--- BEGIN ---

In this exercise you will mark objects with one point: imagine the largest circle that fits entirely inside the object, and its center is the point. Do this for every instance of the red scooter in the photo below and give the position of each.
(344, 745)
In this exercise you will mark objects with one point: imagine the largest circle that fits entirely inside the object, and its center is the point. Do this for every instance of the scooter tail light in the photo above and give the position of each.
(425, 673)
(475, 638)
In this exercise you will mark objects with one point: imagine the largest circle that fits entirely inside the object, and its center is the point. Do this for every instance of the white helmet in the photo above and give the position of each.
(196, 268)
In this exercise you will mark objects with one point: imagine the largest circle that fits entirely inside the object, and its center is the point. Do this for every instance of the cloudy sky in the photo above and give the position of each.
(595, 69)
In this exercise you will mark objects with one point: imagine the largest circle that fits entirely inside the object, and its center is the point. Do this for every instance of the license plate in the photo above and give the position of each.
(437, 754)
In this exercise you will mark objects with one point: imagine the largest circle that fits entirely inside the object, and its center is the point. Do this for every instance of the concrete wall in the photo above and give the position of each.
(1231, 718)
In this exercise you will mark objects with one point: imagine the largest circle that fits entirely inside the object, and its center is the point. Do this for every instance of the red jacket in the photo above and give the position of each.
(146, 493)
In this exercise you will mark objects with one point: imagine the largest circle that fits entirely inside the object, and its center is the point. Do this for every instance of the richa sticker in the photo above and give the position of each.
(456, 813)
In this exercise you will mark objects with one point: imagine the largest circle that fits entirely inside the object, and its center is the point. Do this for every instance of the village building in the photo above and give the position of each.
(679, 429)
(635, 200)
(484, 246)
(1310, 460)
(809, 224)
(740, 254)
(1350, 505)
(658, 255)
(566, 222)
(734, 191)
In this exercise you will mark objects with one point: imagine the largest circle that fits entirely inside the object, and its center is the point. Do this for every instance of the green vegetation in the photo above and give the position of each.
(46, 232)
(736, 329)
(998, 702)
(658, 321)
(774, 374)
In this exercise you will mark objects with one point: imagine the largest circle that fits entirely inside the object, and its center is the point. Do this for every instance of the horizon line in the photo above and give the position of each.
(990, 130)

--- END ---

- _What is expected_
Please copy out every one of the records above, word for word.

- _Correct answer_
In this exercise you will mark objects with one point: imagine the largest circle that fits entirely inside the object, and its center is the point. Do this for every instance of the red scooter in the photo below and give the position of each.
(344, 745)
In this exercise you will mark objects with one point: imagine the largest circle that fits entirely inside the object, and its center is the point. Do this for every instance of the scooter tail light in the photo above and give the position of each.
(425, 673)
(475, 638)
In this exercise you will mark objects with one point: imagine the largest circle that fits entirely inside the object, and its center is the point. Do this for every instance of the white helmet in the photo above and give the position of each.
(196, 268)
In this exercise you will mark objects with one point: imagine the largest circle that fits entirely inside the object, and its center is the point. Do this for every instance of the cloudy sky in the photo above and give the position of each.
(595, 69)
In this exercise you will mark objects with one point: imagine the largest circle that fits entirely inside the object, and its center is the point. Do this for every instance of the license plate in the photo above and give the position of each.
(437, 754)
In this exercise you will mark objects with one point: imagine the largest circle that fits entirely inside the object, and its center is the point. Do this for every instance of the concrete wall in the photo above and give the position of each.
(1231, 718)
In this exercise you will mark objects with one point: imagine the largest circle that fits entirely inside the object, and its center is the point. Do this for every instance of the red jacket in the photo above and give the position of each.
(146, 493)
In this exercise you will mark objects with one point: imagine the largest circle that fits entirely inside the object, and its center is the point. Do this for every instance of the richa sticker in the photo above and give the position of each.
(456, 813)
In this exercise you will mark objects with one point: imagine the largest circle that fits entirely inside the object, and its center is the point. Do this for every instance of the village building in the photo above and give the position of each.
(679, 429)
(635, 200)
(484, 246)
(1310, 460)
(809, 224)
(740, 254)
(1350, 505)
(658, 255)
(566, 222)
(734, 191)
In this exercise you will mark objects with one point: imagine the largest circle that fits entirely inside the object, and its center is the point. Do this for every instance of the green vegetation in the photo above and give the position of each.
(46, 232)
(736, 329)
(998, 702)
(658, 321)
(774, 374)
In this exercise you will mark objects with one point: imagine the largest circle that fits entirely inside the object, and its center is the point. Do this for every instance of the horizon line in the photo above and give the position of each.
(990, 130)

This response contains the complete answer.